◆ **Problem details**: The answer must be every line from the entries below that contains "point".

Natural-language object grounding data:
○ ○ ○ ○ ○ ○ ○

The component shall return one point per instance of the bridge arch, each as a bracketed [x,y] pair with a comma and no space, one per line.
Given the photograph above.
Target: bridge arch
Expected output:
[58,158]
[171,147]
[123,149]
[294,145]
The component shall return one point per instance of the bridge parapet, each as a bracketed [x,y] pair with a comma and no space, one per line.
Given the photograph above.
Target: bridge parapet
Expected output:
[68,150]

○ ○ ○ ○ ○ ○ ○

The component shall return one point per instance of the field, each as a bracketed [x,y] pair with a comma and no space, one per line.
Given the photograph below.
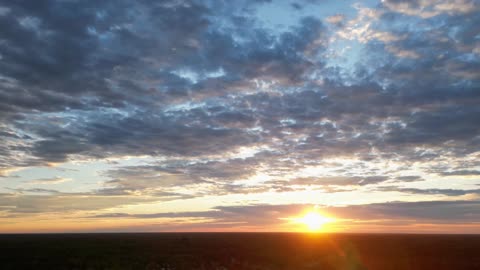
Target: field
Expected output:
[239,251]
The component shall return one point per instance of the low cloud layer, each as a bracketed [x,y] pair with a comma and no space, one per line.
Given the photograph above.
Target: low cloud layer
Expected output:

○ ○ ○ ○ ○ ○ ○

◆ **Exercise response**:
The component shall return one point per instance of the bridge arch, each as a bracketed [x,y] pair with a comma and no space, one per line.
The component shall return one point per instance of the bridge parapet, each as a bracketed [x,y] pair with a comma and no space, one per line.
The component shall return one point per instance of the field, each as a bracketed [x,y] pair with a comma and no space, one per line.
The component shall return one point per instance of the low cloud layer, each as a bracketed [x,y] pair with a comma and no space, one per line.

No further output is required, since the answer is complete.